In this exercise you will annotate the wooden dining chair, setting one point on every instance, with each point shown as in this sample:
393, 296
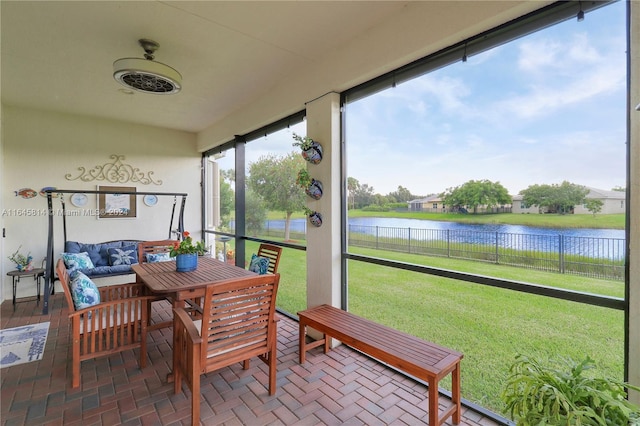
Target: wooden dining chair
238, 323
157, 247
272, 253
117, 323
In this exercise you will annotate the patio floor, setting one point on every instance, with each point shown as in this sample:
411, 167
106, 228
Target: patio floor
342, 387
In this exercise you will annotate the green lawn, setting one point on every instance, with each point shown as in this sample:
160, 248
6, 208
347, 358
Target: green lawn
488, 325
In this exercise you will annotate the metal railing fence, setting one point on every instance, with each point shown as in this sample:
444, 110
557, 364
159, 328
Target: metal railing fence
594, 257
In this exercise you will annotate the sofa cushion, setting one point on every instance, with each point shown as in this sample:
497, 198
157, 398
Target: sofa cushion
127, 255
84, 292
76, 261
99, 253
107, 270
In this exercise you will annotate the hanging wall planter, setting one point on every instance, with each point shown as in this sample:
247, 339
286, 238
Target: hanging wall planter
311, 150
314, 217
314, 190
312, 187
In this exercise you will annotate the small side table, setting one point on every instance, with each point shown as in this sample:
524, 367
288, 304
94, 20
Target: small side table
36, 273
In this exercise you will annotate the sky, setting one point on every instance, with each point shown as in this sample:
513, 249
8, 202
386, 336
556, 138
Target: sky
543, 109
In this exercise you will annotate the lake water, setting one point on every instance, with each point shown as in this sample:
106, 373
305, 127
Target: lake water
299, 225
593, 243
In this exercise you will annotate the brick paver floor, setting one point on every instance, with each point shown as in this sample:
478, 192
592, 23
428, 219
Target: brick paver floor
342, 387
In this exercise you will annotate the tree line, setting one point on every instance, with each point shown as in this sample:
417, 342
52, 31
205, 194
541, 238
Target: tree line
272, 184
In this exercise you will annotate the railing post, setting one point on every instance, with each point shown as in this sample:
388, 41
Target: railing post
561, 253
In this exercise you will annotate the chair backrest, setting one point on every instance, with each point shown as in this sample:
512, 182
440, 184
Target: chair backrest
153, 247
238, 320
63, 276
272, 253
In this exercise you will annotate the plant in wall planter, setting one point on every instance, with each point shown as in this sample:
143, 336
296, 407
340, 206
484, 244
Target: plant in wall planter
312, 187
311, 150
314, 217
535, 394
23, 263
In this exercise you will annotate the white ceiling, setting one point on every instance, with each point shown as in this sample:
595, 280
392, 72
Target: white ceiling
58, 55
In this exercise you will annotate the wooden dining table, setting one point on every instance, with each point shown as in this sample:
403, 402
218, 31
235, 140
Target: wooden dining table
186, 287
162, 278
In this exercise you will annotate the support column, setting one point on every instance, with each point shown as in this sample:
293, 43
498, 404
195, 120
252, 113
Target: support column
323, 243
633, 198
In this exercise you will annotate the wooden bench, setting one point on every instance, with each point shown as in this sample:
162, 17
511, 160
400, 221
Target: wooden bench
419, 358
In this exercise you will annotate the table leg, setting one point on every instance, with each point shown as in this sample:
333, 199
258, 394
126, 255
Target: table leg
15, 281
37, 278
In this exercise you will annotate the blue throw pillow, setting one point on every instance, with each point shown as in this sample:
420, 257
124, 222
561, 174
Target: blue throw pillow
84, 292
259, 265
127, 255
158, 257
74, 261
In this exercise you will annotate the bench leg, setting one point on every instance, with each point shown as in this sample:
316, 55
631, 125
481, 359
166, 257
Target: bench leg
302, 341
455, 393
434, 418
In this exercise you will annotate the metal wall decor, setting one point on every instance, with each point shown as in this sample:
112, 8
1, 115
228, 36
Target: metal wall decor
117, 171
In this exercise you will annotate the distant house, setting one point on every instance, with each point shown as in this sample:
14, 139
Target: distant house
434, 204
613, 202
431, 203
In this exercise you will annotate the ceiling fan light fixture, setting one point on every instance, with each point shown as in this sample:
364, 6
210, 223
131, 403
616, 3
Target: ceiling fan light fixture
146, 75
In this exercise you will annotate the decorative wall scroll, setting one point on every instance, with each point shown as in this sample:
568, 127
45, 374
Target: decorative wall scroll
117, 205
116, 171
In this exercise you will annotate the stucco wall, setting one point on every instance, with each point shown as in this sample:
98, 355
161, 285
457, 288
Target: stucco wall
40, 148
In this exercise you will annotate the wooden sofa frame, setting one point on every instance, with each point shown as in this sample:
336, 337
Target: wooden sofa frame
118, 323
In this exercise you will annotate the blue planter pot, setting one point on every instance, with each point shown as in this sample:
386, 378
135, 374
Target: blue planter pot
186, 262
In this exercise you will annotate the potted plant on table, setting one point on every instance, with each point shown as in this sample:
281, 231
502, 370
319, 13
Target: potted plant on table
311, 186
186, 253
540, 395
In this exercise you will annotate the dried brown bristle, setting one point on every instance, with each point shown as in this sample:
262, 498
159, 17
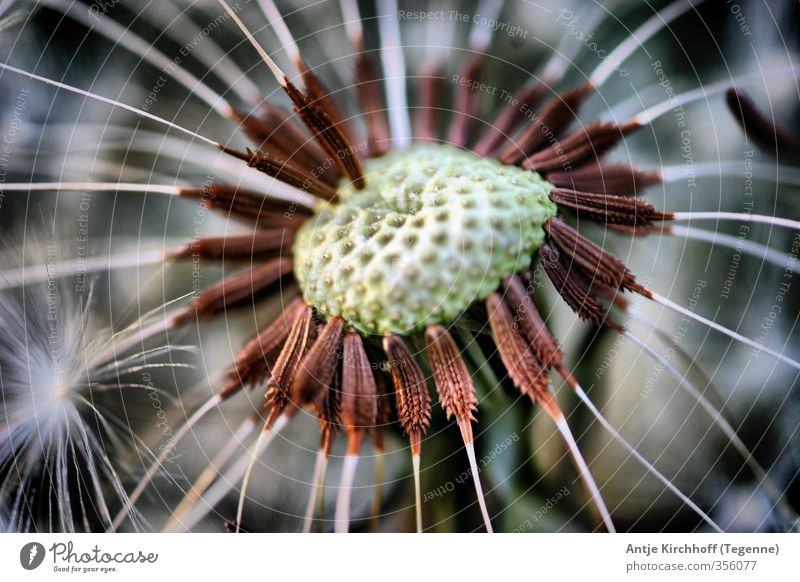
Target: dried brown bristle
276, 135
764, 132
411, 392
252, 365
528, 375
372, 104
300, 337
595, 262
453, 382
282, 170
319, 95
502, 129
266, 211
608, 209
245, 246
329, 408
533, 327
465, 102
385, 409
428, 111
572, 289
234, 289
299, 138
555, 115
330, 136
313, 377
591, 141
611, 179
359, 391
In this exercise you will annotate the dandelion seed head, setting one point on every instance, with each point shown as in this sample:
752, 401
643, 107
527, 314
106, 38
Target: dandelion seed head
434, 230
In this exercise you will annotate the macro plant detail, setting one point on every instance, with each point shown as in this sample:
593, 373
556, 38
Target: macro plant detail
403, 241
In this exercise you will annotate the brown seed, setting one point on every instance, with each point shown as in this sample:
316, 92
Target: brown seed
282, 170
428, 112
266, 210
608, 209
411, 392
253, 362
330, 136
453, 382
234, 289
546, 125
313, 376
465, 105
372, 104
595, 262
502, 129
572, 288
359, 391
300, 337
532, 325
611, 179
528, 375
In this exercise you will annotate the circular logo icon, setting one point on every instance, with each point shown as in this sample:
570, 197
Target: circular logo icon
31, 555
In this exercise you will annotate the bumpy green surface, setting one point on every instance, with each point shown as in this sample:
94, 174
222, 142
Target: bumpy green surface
435, 229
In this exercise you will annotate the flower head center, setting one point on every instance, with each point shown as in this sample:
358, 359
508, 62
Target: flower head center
435, 229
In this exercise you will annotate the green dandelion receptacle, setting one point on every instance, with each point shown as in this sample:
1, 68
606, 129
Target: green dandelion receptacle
435, 230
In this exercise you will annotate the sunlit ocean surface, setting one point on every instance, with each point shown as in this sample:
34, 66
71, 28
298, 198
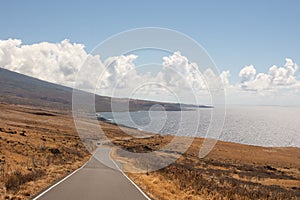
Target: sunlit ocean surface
255, 125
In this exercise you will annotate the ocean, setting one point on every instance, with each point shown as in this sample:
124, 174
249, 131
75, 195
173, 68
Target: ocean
271, 126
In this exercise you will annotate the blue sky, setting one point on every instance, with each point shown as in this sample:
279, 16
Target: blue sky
235, 33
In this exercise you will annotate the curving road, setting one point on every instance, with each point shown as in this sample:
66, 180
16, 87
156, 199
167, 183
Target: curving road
95, 181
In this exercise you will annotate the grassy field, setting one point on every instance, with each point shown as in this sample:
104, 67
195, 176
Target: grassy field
40, 146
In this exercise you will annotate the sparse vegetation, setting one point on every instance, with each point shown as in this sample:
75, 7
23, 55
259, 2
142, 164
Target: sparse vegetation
221, 175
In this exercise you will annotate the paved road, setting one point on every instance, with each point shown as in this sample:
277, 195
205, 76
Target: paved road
94, 181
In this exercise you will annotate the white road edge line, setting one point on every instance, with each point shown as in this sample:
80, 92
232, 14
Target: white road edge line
51, 187
133, 183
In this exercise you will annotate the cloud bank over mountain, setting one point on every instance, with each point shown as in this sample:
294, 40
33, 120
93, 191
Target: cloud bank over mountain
60, 62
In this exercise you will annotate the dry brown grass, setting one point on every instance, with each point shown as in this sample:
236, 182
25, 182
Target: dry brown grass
37, 147
230, 171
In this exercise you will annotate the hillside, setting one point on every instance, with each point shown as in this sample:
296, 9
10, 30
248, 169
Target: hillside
24, 90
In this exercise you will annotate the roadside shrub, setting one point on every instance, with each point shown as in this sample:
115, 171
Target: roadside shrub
16, 179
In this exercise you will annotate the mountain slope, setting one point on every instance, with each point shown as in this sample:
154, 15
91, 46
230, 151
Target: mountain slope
17, 88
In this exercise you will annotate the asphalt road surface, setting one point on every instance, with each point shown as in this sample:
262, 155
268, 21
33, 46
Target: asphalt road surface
94, 181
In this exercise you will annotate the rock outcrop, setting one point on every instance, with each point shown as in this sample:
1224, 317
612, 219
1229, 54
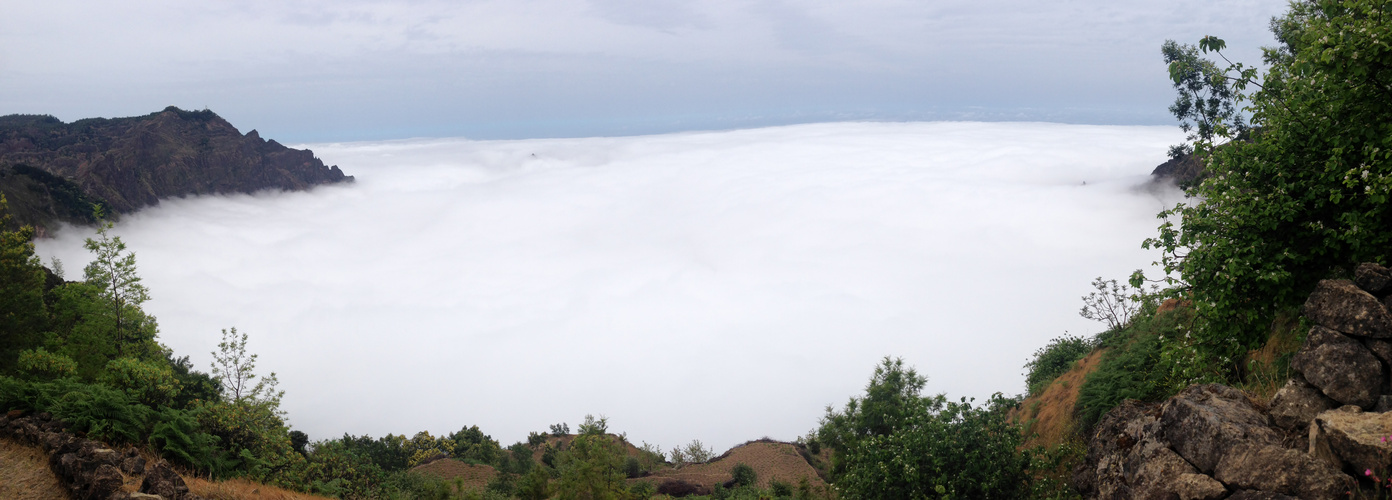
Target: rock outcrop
92, 470
131, 163
1327, 428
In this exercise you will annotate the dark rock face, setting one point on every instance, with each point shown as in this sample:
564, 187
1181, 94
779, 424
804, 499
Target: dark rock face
1284, 471
1185, 170
1341, 305
1298, 403
1352, 438
1203, 422
131, 163
91, 470
1339, 366
160, 479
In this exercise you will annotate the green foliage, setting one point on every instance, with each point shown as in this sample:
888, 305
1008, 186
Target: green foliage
1053, 360
151, 383
120, 293
1146, 361
895, 443
780, 489
22, 315
1306, 197
592, 468
46, 365
533, 485
744, 475
235, 373
473, 446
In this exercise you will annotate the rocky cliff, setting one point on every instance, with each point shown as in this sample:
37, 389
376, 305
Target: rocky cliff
131, 163
1323, 436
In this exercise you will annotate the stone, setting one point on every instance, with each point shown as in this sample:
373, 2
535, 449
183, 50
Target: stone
1204, 422
1298, 403
1352, 438
132, 465
1274, 468
1371, 277
105, 481
1197, 486
1339, 366
1153, 470
1114, 438
1257, 495
1341, 305
162, 479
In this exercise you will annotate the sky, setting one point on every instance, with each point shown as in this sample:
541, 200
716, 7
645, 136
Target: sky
344, 70
716, 286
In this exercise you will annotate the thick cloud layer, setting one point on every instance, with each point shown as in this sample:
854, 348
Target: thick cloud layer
716, 286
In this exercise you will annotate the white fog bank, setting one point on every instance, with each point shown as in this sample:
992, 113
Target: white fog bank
714, 286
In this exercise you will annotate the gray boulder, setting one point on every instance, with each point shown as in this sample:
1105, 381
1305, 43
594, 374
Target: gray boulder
1197, 486
1371, 277
1274, 468
1341, 366
1298, 403
1349, 438
1204, 422
1343, 307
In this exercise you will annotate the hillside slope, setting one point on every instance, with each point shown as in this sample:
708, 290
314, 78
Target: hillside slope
131, 163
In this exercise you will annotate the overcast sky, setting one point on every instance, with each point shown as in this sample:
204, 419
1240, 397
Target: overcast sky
376, 70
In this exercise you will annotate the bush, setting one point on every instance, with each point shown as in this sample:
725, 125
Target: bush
744, 475
46, 365
1053, 360
152, 383
780, 489
895, 443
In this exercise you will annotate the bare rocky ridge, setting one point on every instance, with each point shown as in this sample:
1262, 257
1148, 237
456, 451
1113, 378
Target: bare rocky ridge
131, 163
92, 470
1323, 429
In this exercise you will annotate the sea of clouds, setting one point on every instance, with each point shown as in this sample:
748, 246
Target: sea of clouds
716, 286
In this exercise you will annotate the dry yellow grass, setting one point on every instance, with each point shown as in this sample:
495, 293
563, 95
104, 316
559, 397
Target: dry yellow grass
24, 474
241, 489
1048, 417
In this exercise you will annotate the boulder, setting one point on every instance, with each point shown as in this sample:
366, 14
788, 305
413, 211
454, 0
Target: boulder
1204, 422
1341, 305
1104, 472
1274, 468
1298, 403
1197, 486
1339, 366
105, 481
1257, 495
1371, 277
1349, 438
162, 479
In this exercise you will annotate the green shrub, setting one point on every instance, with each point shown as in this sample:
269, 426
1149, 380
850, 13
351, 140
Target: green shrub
780, 489
46, 365
744, 475
152, 383
1053, 360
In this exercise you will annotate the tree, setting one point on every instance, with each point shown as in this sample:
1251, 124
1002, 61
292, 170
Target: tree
235, 372
22, 315
1306, 197
894, 443
113, 272
592, 468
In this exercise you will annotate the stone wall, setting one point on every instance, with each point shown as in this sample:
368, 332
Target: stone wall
91, 470
1327, 426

Problem: Reproduce the entries starting at the line containing "In this exercise you will annotate the stone wall, setting" and ending at the last entry, substituting "brick wall" for "stone wall" and leaving all else unchanged.

Written answer:
In this exercise you will annotate the brick wall, setting one point on every instance, with each point shown as in this sample:
368, 332
Target: brick wall
91, 470
1327, 426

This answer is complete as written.